**Problem statement**. Please copy the Yamaguchi Prefectural Archives text between "- Administrative documents, from" and "Textbooks, newspapers, etc.", inclusive, and change "Textbooks" to "Maps".
** Opening Provided passage block **
Building information
- Building: Yamaguchi Prefectural Library 山口県立山口図書館
- Website: Official website (ja)

= Yamaguchi Prefectural Archives =

Yamaguchi Prefectural Archives (山口県文書館, Yamaguchi-ken Monjo-kan) opened in Yamaguchi, Yamaguchi Prefecture, Japan, in 1959 as the country's first dedicated modern archival institution.

==History==
In Shōwa 27 (1952), the Mōri family, former daimyō of Chōshū Domain, deposited its domainal documents with Yamaguchi Prefecture, whereupon they were stored, alongside materials gathered by the pre-war Prefectural History Compilation Office, at Yamaguchi Prefectural Library (ja). These items were transferred in with the opening of Yamaguchi Prefectural Archives in 1959; donations and deposits - including materials from the Tokuyama Domain Mōri family - have continued since.

==Holdings==
The archives holds approximately 530,000 documents, roughly divided into five groups:
- Domain documents, including:
  - Mōri Family Library (毛利家文庫)
  - Tokuyama Mōri Family Library (徳山毛利家文庫)
  - Prefectural Government's Old Clan Records (県庁伝来旧藩記録)
- Administrative documents, from the Meiji era onwards
- Administrative materials, from the Meiji era onwards
  - Publications, photographs, films, audio recordings, etc.
- Family documents, including:
  - Corporation, foundation, and family documents, including those of Edo period samurai houses
- Special library
  - Textbooks, newspapers, etc.

===Cultural Properties===
The holdings include seven Important Cultural Properties, two Prefectural Cultural Properties, and three Municipal Tangible Cultural Properties.
** Closing Provided passage block **
** Opening Data for review block **
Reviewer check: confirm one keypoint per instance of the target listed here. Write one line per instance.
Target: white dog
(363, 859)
** Closing Data for review block **
** Opening Data for review block **
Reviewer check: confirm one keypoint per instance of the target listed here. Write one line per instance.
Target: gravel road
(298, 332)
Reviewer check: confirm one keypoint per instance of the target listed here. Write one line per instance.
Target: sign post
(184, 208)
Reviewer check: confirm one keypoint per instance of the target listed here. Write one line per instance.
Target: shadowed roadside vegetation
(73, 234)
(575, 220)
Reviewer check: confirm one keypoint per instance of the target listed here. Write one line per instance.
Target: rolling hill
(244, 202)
** Closing Data for review block **
**The answer**.
- Administrative documents, from the Meiji era onwards
- Administrative materials, from the Meiji era onwards
  - Publications, photographs, films, audio recordings, etc.
- Family documents, including:
  - Corporation, foundation, and family documents, including those of Edo period samurai houses
- Special library
  - Maps, newspapers, etc.